__Exercise requirements__: Rewrite only the part below that opens with the line containing "Expected behaviour: for every instance of the woman in lilac" and closes with the line containing "Expected behaviour: for every instance of the white handbag", both ends included and requests kept. Resize it by multiplying every point coordinate in the answers by 2.55 and rounding to whole numbers, with halves rounded up.
>> begin Entries provided
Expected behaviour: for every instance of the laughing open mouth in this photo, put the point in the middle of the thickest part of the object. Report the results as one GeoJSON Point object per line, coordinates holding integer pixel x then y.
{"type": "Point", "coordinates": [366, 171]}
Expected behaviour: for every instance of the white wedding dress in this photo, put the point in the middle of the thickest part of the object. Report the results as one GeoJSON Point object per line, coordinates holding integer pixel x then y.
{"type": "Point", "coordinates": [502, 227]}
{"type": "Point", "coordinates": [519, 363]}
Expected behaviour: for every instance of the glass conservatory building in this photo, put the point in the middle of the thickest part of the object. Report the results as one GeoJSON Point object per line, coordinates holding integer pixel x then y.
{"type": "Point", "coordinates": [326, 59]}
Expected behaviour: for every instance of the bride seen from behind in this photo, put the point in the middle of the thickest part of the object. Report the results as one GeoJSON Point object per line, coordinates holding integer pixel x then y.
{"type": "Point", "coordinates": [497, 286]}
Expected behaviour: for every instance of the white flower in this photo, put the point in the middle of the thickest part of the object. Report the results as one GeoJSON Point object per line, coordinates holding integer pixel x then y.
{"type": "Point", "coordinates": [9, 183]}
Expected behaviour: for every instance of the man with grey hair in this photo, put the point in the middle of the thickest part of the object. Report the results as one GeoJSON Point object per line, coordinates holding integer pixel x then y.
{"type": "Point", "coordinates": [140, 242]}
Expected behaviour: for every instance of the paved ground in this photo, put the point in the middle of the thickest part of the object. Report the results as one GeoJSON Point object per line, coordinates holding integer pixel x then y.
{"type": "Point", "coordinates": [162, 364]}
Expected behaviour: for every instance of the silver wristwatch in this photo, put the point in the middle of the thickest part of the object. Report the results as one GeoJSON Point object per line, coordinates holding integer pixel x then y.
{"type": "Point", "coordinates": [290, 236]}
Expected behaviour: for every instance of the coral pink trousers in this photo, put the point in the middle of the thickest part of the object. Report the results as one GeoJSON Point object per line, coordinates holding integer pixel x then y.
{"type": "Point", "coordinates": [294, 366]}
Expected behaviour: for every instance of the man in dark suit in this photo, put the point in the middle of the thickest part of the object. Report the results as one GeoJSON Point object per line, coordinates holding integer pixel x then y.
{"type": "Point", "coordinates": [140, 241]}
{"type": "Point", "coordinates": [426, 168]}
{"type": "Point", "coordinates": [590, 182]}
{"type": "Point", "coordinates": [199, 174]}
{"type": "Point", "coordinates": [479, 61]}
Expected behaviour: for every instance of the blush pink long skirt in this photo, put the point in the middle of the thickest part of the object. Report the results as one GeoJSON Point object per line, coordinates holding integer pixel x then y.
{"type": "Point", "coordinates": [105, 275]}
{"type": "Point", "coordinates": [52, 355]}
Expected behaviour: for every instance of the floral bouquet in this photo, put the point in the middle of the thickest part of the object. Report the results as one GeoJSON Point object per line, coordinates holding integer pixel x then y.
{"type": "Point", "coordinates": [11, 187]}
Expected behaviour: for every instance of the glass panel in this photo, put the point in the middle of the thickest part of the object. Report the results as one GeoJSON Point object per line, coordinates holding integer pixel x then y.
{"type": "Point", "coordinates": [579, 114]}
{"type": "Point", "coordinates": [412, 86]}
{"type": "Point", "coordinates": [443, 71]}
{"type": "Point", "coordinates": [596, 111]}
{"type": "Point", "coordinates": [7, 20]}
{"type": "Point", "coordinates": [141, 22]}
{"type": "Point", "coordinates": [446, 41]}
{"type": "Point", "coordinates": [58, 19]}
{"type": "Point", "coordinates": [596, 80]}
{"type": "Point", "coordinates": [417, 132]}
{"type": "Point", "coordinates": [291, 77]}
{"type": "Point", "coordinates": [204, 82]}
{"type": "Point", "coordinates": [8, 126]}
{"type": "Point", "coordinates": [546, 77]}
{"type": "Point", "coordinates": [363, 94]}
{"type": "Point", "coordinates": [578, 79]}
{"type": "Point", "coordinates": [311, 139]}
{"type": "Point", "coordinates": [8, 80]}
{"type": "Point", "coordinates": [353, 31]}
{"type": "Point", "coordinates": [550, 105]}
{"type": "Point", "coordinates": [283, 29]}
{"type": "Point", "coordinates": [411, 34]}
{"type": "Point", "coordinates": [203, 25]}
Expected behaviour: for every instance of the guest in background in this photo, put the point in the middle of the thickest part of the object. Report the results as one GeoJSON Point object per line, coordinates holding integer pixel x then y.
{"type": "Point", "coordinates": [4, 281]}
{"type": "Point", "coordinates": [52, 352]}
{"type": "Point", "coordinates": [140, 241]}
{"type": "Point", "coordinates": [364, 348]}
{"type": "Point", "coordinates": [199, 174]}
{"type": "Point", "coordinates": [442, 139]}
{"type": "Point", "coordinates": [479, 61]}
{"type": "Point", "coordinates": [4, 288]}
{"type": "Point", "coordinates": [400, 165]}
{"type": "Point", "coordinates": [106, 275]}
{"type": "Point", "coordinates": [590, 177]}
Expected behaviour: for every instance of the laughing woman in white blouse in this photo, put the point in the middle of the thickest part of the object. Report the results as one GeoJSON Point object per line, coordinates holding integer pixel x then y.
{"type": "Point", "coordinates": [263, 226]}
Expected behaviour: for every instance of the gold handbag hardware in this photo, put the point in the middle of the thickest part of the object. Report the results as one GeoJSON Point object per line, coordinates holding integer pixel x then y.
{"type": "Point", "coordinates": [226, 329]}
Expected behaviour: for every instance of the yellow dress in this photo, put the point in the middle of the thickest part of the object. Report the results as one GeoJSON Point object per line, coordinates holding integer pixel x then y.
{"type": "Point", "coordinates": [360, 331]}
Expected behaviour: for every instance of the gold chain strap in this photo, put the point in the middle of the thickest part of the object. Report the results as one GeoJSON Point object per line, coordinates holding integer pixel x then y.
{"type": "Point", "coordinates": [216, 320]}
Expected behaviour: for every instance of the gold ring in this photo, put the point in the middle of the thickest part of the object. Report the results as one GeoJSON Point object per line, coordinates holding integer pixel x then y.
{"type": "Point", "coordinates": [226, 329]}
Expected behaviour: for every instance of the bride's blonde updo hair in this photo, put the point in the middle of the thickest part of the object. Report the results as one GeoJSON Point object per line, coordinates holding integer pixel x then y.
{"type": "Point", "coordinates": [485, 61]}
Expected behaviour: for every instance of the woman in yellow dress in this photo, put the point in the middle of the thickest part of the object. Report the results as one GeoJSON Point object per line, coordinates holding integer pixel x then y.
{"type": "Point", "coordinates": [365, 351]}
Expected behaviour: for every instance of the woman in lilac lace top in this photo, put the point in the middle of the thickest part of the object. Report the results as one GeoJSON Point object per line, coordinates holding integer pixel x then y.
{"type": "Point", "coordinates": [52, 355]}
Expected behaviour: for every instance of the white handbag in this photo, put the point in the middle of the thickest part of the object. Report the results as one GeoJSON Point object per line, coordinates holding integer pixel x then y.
>> end Entries provided
>> begin Entries provided
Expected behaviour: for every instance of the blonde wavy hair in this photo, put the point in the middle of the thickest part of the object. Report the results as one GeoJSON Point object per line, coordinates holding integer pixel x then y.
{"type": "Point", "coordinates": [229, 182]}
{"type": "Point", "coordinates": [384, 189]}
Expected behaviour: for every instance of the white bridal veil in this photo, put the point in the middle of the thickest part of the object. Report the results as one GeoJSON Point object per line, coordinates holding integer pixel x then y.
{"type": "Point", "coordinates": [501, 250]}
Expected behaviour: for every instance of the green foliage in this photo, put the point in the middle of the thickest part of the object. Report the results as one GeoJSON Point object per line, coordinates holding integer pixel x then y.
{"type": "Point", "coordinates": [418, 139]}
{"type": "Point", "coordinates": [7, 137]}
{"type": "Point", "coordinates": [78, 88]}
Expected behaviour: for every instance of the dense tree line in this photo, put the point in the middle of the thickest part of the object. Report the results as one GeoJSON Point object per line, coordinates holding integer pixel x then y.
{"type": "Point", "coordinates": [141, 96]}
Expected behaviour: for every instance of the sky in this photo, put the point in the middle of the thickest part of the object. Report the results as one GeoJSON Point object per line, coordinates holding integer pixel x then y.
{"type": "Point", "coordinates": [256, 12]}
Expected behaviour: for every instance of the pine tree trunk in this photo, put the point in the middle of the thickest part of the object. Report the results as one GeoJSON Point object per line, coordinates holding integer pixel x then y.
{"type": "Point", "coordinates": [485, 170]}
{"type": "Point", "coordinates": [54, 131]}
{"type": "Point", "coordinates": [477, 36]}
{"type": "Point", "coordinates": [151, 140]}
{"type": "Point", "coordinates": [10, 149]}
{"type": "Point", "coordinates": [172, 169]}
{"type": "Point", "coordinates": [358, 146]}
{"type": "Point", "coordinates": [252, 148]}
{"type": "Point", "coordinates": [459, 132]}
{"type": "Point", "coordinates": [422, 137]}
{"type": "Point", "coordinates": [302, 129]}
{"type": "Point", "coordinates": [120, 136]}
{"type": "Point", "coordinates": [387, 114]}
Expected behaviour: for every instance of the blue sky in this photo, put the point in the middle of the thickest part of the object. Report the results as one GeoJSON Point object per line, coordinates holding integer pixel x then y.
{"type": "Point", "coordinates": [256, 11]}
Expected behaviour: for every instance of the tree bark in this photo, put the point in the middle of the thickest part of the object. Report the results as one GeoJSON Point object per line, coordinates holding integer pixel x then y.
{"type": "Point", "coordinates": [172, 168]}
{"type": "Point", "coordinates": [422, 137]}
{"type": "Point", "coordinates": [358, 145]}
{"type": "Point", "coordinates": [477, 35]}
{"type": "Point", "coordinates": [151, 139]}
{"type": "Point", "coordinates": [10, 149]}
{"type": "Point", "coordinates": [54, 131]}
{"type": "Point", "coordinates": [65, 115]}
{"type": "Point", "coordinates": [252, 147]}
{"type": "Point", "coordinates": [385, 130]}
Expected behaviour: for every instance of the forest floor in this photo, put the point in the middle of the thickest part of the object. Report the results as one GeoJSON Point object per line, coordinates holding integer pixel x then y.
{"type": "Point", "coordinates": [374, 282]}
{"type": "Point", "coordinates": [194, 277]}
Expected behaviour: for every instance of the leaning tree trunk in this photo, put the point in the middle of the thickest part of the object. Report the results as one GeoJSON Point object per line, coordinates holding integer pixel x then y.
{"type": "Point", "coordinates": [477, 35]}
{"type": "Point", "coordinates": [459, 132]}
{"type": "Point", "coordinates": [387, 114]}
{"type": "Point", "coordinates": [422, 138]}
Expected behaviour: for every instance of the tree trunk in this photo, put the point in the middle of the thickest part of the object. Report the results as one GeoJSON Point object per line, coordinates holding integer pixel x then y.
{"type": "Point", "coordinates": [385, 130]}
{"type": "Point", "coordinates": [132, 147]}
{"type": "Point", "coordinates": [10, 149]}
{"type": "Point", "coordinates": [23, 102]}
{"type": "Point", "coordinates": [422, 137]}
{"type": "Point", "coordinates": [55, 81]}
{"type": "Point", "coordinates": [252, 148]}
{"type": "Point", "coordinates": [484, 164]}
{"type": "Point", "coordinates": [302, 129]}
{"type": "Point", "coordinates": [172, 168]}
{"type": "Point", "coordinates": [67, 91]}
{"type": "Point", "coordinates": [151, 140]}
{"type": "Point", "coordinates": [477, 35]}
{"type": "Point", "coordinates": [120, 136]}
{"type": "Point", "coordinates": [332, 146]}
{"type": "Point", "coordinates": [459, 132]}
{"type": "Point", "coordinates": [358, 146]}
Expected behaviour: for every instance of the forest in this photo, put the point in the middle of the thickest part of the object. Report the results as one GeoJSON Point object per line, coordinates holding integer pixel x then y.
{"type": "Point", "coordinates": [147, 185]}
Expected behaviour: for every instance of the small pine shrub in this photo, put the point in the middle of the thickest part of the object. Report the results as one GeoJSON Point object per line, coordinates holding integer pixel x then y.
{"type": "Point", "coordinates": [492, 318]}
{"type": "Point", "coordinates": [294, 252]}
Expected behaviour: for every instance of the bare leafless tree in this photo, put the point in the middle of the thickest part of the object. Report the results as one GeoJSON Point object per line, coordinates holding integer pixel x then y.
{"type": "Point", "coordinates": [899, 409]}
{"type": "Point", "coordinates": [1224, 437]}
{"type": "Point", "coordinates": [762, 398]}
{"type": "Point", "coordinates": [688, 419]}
>> end Entries provided
__Result below__:
Expected behaviour: for every instance of the woman in lilac lace top in this photo, put the point in the middle of the thickest part of the object. Report the results as one GeoJSON Point object per line, coordinates holding integer pixel x then y.
{"type": "Point", "coordinates": [133, 905]}
Expected behaviour: for every instance of the white handbag in this photo, put the point in the middle of the thickest part of the object. Report the results as one GeoJSON Point object per line, coordinates holding integer pixel x then y.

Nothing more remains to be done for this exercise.